* [Texto fornecido]
--------------------------------

Miguel Sanches Neto
Qual o papel que
o escritor exerce dentro da sociedade?
Num livro em
que abundam prefácios e notas biográficas (Por que escrevo?
Escrituras, 1999), quase uma centena de autores, entre escritores e
escrevinhadores, tentam explicar suas razões de escrever. Muitos
reclamam de ter que dar uma justificativa para tal atividade, o que
mostra que este tipo de pergunta é um fantasma que persegue todo
escritor - profissional tido como inútil numa sociedade que só pensa
em termos de cifras.
Qual a
relevância do trabalho do escritor? Por que um país precisa dele?
Por que temos que ler os escritores?
Estas são
perguntas que me acompanham desde a terrível tenra idade, quando
meus familiares, muitos mais prudentes do que eu, se inquietavam com
o destino do menino perdido em leituras. Casei, tive filho,
tornei-me um quase-velho e ainda continuo gastando
irresponsavelmente minhas horas - por mais escassas que hoje elas
possam ser - diante dos livros e com esta nossa raça delirante de
escritores, não porque não pudesse encontrar companheiros mais úteis
para a sociedade, cujas intrigas, digamos assim, fossem movidas por
razões maiores. Sou e espero continuar sempre sendo um membro desta
espécie desprestigiada que se interessa por literatura, o que na
adolescência me custou alguns dissabores amorosos - quem se
interessaria pelo jovenzito corrompido por um hábito tão pouco
masculino e improdutivo? Apesar destas cicatrizes, que ainda me
marcam o rosto, consigo, mais ou menos dentro da normalidade, ser
tomado como uma pessoa de bem. Não, meus senhores, não tenho a
ousadia de ser um conceituado senhor de barbas brancas, no topo da
cadeia monetária, mas consigo garantir o básico para uma pequena
família - contrariando assim prognósticos de amigos e namoradas de
um outro tempo.
Filho de gente
sem recursos e sem cultura, fiz uma espécie de trajetória
brasileira. Para tentar uma carreira, tive que contrariar a família,
tornar-me um jovem sem maiores atributos, lutar pela sobrevivência
em uma posição social bastante negativa, mostrar que podia ao menos
tirar algum lucro econômico me dedicando à faina literária.
A história
desta vocação nascida em um ambiente pobre é marcada pela
necessidade constante de ter que explicar aos outros o motivo do
fascínio pelas palavras. Enquanto meu irmão caçula era comerciante,
eu perdia o tempo lendo. Enquanto meus amigos arrumavam emprego em
oficinas, mercados ou bancos, eu freqüentava a biblioteca de minha
cidade. A recusa social é que faz com que o escritor seja
permanentemente questionado sobre o sentido de seu ofício. Daí ter
de buscar os mais variados argumentos para justificar uma vida
dedicada à drummondiana vã luta com as palavras.
É difícil um
escritor que, rico ou pobre, não tenha sido colocado contra a
parede, ou por outras pessoas ou por sua própria consciência: por
que escrevo? Não me interessa aqui comentar as respostas contidas no
livro organizado por José Domingos de Brito. O importante é destacar
que cada escritor, além do próprio trabalho exaustivo com a palavra,
na maioria das vezes feito em horário de lazer, ainda tenha que
achar uma justificativa, para se explicar diante dos seres úteis -
oh, tão úteis que me dá medo colocar diante deles e de seu poder o
meu mundinho de papel.

--------------------------------

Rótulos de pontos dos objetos

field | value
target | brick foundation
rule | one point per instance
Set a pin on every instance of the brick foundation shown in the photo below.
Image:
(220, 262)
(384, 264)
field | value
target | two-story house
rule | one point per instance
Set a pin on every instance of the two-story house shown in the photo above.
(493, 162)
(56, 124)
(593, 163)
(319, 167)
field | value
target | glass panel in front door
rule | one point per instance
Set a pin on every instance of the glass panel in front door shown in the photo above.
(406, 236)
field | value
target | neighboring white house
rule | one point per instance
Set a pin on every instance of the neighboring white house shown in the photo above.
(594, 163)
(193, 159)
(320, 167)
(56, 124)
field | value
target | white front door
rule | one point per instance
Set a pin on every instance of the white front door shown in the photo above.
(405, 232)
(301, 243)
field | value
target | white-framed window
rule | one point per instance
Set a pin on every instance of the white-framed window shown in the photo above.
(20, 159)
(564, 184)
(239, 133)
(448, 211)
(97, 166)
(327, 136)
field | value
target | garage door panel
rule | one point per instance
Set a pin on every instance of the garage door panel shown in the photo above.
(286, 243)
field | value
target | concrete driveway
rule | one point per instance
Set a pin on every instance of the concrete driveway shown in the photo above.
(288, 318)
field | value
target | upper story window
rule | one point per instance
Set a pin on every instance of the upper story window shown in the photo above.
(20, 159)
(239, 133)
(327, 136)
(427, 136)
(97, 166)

--------------------------------

* [Enunciado A]
Responda com base no texto sobre o papel do escritor:
(i) Quantos autores, aproximadamente, tentam explicar suas razões de escrever no livro citado?
(ii) Qual era a ocupação do irmão caçula mencionado?
(iii) Quem organizou esse livro?
* [Enunciado B] Transcreva, por favor, o trecho do texto sobre o papel do escritor de "É difícil um" até "mundinho de papel.".

* [Resposta correta A]
(i) Quase uma centena de autores.
(ii) Era comerciante.
(iii) José Domingos de Brito.

* [Resposta correta B]
É difícil um
escritor que, rico ou pobre, não tenha sido colocado contra a
parede, ou por outras pessoas ou por sua própria consciência: por
que escrevo? Não me interessa aqui comentar as respostas contidas no
livro organizado por José Domingos de Brito. O importante é destacar
que cada escritor, além do próprio trabalho exaustivo com a palavra,
na maioria das vezes feito em horário de lazer, ainda tenha que
achar uma justificativa, para se explicar diante dos seres úteis -
oh, tão úteis que me dá medo colocar diante deles e de seu poder o
meu mundinho de papel.